**LISTE DES TÂCHES**
(1) Répondez aux questions suivantes d'après le texte sur les orangs-outans :
(a) En quelle année les travaux de recherche de Gary L. Shapiro ont-ils commencé au zoo de Fresno ?
(b) Combien de signes Princesse a-t-elle acquis, et en combien de mois de formation ?
(c) Quel nom Chantek donnait-il au ketchup ?
(2) Recopiez tel quel le passage du texte sur les orangs-outans qui débute aux mots « Quelques années plus » et s'arrête après « du gorille Koko. ».

Certaines des formes de communication chez les orangs-outans sont extrêmement semblables à celles des humains. Par exemple, ils peuvent rire exactement comme nous, humains. Cela peut se produire quand ils jouent et quand ils se chatouillent les uns les autres. Plus étonnant, certaines situations les font rire comme des enfants : quelqu’un qui bute et tombe par terre, par exemple, est pour eux le summum de l’humour. Ce sont des animaux très ludiques, et ce comportement est souvent observé entre une mère et sa progéniture.
http://www.orangutan-world.com/orangutan-communication/
Les orangs-outans communiquent avec l’humain
Gary L. Shapiro a été l’un des chercheurs d’avant-garde dans le domaine de l’apprentissage par les orangs-outans du langage des signes. Ses travaux de recherche ont commencé en 1973 au zoo de la ville de Fresno, où il a étudié pendant dix-huit mois les capacités symboliques d’un orang-outan nommé Aazk. Ce dernier s’est montré en mesure d’apprendre à organiser des symboles de façon significative sur une planche afin de construire des phrases (Thompson, 2010).
Quelques années plus tard, Shapiro a voyagé à Bornéo pour mener des études plus étendues sur la communication gestuelle des orangs-outans sauvages. L’un des étudiants les plus brillants de Shapiro était une orang-outan juvénile nommée Princesse. Celle-ci avait développé un attachement très fort pour Shapiro, qui remplissait pour elle un rôle parental. Shapiro lui-même tendait à considérer Princesse comme sa fille, car il l’éleva lui-même, en l’absence d’une mère orang-outan. Princesse vivait chez Shapiro dans un environnement domestique, où elle disposait d’une liberté considérable. Elle apprit une variété de l’AMESLAN et put acquérir trente-sept signes au cours des dix-neuf mois de formation, d’une manière comparable à celle de Washoe, le chimpanzé, et du gorille Koko.
Chantek (Miles, 1994 ; PBS, 2014) réside actuellement dans un habitat pour orangs-outans au zoo d’Atlanta. En 1978, ce jeune orphelin âgé de neuf mois a été élevé par l’anthropologue Lyn Miles à l’Université du Tennessee à Chatanooga. Elle lui enseigna le langage des signes comme à un enfant sourd, dans un environnement complètement humain. Au cours des huit années passées à l’université, Chantek a été en mesure de produire plus de cent cinquante signes et d’en reconnaître beaucoup plus. Il a également développé une compréhension importante de l’anglais parlé. Lorsqu’un mot lui manquait, il combinait des signes qu’il connaissait pour en créer de nouveaux. Ainsi, il nommait le ketchup du « dentifrice-tomate » et un cheeseburger « viande-pain-fromage ». Lorsqu’on lui demandait qui il était, il se décrivait lui-même comme une « personne orang-outan ». En revanche, lorsqu’on l’interroge sur ses codétenus du zoo d’Atlanta où il se trouve actuellement, il les décrit comme des « chiens oranges », auxquels il ne s’identifie pas.

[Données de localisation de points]
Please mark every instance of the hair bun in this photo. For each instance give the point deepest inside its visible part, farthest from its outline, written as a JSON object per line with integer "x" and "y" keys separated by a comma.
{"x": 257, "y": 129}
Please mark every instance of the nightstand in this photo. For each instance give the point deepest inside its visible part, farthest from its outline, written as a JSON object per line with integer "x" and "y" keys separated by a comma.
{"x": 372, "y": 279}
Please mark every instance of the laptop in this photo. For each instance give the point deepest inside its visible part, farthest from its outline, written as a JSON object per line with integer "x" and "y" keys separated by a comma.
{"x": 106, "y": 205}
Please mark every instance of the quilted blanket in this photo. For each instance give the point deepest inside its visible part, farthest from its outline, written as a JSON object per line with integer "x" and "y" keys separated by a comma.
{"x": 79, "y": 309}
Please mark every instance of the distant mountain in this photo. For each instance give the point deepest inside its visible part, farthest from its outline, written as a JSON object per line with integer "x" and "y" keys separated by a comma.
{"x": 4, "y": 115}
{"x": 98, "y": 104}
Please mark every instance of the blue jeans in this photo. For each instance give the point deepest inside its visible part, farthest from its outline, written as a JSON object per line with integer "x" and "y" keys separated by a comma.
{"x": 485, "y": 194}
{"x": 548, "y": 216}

**RÉPONSES PAR TÂCHE**
(1)
(a) En 1973.
(b) Trente-sept signes, en dix-neuf mois de formation.
(c) « dentifrice-tomate ».

(2)
Quelques années plus tard, Shapiro a voyagé à Bornéo pour mener des études plus étendues sur la communication gestuelle des orangs-outans sauvages. L’un des étudiants les plus brillants de Shapiro était une orang-outan juvénile nommée Princesse. Celle-ci avait développé un attachement très fort pour Shapiro, qui remplissait pour elle un rôle parental. Shapiro lui-même tendait à considérer Princesse comme sa fille, car il l’éleva lui-même, en l’absence d’une mère orang-outan. Princesse vivait chez Shapiro dans un environnement domestique, où elle disposait d’une liberté considérable. Elle apprit une variété de l’AMESLAN et put acquérir trente-sept signes au cours des dix-neuf mois de formation, d’une manière comparable à celle de Washoe, le chimpanzé, et du gorille Koko.